- Records of labeled points
○ ○ ○ ○
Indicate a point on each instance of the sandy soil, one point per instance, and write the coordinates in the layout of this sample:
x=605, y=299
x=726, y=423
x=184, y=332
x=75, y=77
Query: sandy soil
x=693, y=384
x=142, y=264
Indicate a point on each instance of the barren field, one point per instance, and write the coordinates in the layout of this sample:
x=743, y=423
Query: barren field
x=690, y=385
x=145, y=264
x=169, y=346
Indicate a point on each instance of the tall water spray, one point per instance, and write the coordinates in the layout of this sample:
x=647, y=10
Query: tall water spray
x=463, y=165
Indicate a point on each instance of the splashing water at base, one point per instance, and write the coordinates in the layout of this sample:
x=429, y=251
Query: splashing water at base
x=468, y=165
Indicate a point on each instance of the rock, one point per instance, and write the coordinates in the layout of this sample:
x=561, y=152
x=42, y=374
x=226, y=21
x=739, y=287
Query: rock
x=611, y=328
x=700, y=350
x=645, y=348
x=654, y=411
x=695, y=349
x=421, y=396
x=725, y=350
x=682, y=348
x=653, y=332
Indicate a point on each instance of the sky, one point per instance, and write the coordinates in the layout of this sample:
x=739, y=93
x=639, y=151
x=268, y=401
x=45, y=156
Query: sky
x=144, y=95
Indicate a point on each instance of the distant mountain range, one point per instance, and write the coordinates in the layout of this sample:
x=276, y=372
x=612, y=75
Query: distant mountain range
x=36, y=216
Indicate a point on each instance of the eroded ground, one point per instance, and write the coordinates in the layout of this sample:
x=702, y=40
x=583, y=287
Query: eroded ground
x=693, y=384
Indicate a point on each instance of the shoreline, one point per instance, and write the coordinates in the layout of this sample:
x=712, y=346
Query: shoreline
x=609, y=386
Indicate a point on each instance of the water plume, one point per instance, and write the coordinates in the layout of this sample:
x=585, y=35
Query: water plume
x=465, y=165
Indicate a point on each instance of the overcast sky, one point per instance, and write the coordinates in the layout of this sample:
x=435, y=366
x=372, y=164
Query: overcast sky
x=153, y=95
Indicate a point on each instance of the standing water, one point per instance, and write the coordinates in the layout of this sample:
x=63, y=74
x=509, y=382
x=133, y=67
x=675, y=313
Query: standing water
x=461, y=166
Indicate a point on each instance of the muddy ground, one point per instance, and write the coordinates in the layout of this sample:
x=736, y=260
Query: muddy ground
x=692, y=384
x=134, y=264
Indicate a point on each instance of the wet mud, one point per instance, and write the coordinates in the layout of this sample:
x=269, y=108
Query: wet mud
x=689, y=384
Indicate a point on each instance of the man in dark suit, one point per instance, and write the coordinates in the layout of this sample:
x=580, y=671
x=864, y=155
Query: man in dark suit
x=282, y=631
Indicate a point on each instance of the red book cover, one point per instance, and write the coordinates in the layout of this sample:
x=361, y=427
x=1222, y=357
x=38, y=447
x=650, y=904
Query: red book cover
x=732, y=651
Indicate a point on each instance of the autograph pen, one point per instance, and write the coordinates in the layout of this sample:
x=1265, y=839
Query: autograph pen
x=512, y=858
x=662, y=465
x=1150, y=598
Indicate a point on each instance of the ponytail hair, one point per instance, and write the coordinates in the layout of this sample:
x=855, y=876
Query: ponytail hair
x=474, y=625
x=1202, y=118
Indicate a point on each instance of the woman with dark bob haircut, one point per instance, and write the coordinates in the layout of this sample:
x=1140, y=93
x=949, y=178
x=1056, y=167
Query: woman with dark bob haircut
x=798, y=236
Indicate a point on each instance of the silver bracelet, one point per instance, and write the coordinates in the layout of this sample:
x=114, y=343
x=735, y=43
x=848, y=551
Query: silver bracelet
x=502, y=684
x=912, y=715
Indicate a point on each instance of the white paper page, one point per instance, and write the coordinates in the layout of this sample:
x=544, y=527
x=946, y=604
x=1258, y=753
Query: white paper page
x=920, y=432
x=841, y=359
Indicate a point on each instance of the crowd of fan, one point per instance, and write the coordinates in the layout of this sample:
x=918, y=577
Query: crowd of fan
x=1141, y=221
○ ○ ○ ○
Repeat word for word the records above, from the line with "Indicate a point on each instance of the sky, one" up to and including the line with "x=465, y=165".

- Answer to this task
Indicate a point on each instance of the sky, one point per instance, and write the coordinates in the layout of this sample:
x=739, y=93
x=639, y=151
x=268, y=401
x=45, y=156
Query: sky
x=144, y=95
Indicate a point on each instance of the distant mountain range, one point per instance, and write the coordinates in the layout of this sample:
x=276, y=372
x=612, y=75
Query: distant mountain range
x=36, y=216
Indicate a point on each instance of the eroded ground, one point per instance, and write the coordinates in the layout of this sample:
x=702, y=40
x=583, y=287
Query: eroded ground
x=693, y=384
Indicate a point on each instance of the shoreline, one point per instance, and write the coordinates in the layout of this sample:
x=712, y=346
Query: shoreline
x=609, y=386
Indicate a point on each instance of the water plume, one point per instance, and write the coordinates in the layout of this sample:
x=585, y=35
Query: water plume
x=465, y=165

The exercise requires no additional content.